### WHAT THE TASK ASKS
Print verbatim the lines of the entries from the one containing "Mark one point per instance of the bathroom" to the last, inclusive, and no others.

### ENTRIES PROVIDED
□ □ □ □
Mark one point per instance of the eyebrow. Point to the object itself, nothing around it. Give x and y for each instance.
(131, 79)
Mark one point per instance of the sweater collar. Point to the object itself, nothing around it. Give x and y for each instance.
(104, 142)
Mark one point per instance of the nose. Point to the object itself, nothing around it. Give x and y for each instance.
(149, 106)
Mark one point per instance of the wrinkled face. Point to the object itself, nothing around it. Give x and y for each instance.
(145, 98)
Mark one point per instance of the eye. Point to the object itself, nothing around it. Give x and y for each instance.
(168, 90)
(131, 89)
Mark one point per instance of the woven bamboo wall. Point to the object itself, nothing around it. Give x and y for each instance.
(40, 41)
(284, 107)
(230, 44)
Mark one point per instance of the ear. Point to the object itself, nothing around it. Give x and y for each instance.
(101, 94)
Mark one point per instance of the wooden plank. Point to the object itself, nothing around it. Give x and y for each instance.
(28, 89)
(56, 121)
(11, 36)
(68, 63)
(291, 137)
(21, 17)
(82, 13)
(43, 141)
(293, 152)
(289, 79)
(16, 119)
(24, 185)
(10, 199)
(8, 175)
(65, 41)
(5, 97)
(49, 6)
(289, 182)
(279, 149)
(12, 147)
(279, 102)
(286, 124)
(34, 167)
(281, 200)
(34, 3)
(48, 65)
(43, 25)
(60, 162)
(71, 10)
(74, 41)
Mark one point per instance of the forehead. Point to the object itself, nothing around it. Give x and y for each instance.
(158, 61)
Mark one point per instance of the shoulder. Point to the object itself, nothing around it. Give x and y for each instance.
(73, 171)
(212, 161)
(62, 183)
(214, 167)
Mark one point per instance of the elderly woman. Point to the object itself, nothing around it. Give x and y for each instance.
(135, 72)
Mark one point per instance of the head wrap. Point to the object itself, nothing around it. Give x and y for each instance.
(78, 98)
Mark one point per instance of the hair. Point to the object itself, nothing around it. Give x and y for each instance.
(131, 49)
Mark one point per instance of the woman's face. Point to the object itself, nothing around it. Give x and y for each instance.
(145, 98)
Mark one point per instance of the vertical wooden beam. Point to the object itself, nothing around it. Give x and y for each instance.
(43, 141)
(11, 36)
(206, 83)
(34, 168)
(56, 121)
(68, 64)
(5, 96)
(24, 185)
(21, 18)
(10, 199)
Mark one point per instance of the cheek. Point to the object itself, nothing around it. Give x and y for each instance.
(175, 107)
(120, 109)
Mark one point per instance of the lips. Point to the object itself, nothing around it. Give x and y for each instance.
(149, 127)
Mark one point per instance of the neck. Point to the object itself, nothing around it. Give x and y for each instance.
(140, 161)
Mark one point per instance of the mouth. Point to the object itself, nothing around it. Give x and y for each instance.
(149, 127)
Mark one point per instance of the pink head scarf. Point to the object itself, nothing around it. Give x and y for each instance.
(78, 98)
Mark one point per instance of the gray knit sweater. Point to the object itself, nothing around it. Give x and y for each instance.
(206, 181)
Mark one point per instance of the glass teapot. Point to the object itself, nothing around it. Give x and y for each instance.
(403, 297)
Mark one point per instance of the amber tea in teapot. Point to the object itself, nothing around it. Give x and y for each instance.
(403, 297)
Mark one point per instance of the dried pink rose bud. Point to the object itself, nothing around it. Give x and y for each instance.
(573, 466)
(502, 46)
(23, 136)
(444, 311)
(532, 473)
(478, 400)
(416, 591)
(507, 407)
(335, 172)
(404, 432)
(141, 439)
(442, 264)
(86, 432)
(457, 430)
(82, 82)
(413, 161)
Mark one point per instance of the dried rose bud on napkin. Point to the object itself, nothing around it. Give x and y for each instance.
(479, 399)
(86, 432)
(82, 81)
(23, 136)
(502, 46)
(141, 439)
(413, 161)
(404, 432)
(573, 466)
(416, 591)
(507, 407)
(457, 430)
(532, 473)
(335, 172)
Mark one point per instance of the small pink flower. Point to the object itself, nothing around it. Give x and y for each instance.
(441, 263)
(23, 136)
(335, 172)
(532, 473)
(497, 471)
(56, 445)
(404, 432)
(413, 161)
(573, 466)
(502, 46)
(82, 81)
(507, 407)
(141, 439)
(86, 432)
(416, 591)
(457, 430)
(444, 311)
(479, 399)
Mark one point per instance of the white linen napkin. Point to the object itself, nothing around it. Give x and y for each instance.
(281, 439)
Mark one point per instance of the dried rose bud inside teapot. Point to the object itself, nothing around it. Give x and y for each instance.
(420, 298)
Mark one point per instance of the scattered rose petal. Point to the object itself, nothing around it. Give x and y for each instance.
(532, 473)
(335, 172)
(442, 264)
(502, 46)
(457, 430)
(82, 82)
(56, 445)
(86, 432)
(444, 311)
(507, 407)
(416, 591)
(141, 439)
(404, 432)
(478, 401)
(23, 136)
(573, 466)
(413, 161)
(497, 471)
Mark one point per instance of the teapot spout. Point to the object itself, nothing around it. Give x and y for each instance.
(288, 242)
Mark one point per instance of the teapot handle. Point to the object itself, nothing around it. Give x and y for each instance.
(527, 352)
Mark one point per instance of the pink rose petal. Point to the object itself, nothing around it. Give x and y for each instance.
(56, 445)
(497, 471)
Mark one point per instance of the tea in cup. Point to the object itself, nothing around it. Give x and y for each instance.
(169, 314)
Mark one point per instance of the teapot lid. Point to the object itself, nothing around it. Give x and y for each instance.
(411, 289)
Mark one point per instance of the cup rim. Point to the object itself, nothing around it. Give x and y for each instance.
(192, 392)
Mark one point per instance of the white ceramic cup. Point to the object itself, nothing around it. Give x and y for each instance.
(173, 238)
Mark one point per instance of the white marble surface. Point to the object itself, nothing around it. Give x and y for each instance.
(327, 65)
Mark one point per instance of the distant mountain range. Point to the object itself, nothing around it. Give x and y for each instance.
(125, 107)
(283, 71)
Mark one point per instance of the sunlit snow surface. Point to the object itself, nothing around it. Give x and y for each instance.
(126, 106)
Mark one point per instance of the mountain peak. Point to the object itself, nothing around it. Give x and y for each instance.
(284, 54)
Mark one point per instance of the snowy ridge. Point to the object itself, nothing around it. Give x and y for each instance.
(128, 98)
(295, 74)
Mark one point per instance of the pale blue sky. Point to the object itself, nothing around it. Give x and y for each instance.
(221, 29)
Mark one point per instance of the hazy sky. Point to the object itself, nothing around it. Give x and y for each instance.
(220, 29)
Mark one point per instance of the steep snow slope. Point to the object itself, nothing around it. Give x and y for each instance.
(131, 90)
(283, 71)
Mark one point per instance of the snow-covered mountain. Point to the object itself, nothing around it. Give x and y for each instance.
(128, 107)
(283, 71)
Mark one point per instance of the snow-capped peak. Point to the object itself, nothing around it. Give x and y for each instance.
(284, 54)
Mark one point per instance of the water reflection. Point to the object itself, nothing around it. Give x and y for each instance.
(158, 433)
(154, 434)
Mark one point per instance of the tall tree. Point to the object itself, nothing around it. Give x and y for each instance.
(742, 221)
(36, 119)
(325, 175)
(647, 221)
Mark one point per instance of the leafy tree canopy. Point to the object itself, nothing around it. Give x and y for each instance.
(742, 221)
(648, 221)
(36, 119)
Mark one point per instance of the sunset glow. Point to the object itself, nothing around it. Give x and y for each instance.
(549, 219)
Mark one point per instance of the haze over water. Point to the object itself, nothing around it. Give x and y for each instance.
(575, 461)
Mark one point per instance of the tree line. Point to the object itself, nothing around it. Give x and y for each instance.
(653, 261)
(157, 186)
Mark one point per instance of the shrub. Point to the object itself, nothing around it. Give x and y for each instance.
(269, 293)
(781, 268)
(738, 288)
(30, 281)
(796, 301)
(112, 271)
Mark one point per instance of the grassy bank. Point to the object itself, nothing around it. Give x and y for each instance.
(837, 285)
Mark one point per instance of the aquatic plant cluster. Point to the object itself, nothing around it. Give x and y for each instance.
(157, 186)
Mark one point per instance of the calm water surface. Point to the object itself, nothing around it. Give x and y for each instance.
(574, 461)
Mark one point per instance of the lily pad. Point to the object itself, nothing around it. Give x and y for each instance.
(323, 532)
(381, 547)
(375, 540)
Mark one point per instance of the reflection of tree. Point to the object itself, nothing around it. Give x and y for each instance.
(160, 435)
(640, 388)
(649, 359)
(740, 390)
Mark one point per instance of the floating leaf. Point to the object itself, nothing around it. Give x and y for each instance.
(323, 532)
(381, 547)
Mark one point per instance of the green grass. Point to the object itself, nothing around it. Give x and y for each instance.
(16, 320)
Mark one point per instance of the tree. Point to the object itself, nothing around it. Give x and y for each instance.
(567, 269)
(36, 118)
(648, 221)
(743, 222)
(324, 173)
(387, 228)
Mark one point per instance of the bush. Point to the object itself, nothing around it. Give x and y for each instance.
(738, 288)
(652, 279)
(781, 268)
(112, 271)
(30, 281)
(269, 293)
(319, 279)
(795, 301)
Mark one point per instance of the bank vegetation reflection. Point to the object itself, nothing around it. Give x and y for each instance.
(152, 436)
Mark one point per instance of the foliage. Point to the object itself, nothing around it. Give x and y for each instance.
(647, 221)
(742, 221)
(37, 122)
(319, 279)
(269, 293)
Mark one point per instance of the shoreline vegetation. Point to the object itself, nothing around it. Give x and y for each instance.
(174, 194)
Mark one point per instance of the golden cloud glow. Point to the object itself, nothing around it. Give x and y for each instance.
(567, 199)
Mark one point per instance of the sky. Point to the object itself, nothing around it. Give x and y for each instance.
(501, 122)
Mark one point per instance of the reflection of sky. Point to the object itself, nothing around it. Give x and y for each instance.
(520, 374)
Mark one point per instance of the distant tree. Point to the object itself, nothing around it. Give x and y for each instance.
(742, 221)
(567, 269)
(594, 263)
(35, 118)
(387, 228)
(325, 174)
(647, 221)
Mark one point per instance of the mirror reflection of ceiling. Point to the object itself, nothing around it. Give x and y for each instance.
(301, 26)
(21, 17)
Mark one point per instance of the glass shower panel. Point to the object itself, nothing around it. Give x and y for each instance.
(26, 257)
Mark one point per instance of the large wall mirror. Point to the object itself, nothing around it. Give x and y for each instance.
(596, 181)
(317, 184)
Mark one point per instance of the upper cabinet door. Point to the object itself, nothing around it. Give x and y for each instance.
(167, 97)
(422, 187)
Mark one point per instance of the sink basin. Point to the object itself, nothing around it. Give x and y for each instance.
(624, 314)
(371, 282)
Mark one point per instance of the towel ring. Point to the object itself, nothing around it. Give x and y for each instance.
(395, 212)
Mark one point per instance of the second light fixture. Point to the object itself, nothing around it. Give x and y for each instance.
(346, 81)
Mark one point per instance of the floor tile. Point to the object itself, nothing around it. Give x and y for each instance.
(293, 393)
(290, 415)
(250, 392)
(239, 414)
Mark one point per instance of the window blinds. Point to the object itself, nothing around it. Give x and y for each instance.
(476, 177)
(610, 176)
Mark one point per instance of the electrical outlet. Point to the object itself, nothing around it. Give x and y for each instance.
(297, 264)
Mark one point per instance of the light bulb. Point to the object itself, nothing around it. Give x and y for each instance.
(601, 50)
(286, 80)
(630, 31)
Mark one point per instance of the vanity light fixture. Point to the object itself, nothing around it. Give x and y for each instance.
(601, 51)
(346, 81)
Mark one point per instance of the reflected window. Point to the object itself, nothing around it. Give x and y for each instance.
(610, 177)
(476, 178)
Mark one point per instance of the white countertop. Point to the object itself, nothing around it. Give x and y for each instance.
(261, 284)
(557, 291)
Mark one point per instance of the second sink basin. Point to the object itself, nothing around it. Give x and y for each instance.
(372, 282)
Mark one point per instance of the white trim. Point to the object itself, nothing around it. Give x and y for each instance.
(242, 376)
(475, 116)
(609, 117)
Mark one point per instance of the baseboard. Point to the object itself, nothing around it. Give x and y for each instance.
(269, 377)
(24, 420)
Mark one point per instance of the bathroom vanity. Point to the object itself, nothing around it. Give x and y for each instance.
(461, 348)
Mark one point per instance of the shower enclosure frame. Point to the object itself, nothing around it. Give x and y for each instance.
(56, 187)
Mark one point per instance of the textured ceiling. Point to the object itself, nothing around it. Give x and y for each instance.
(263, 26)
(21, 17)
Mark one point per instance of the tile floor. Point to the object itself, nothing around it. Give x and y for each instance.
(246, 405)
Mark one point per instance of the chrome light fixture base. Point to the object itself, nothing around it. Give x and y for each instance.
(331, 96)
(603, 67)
□ □ □ □
### FINAL ANSWER
Mark one point per instance of the bathroom vanity. Point to the object itself, nothing around it. Give x and y for each instance.
(461, 348)
Mark one point per instance of the shower enclosure frame. Point to the object itself, nothing around it. Give x and y for each instance.
(56, 187)
Mark one point per instance of the textured ceiling. Point to the object itself, nothing around it. Give x and y for each instance.
(263, 26)
(21, 17)
Mark one point per instance of the tile floor. Point to the object itself, nothing around it. Give x and y for each instance.
(246, 405)
Mark one point per instance of the chrome light fixture base. Point to the object itself, nothing around it. Give x and y for each instance.
(331, 96)
(603, 67)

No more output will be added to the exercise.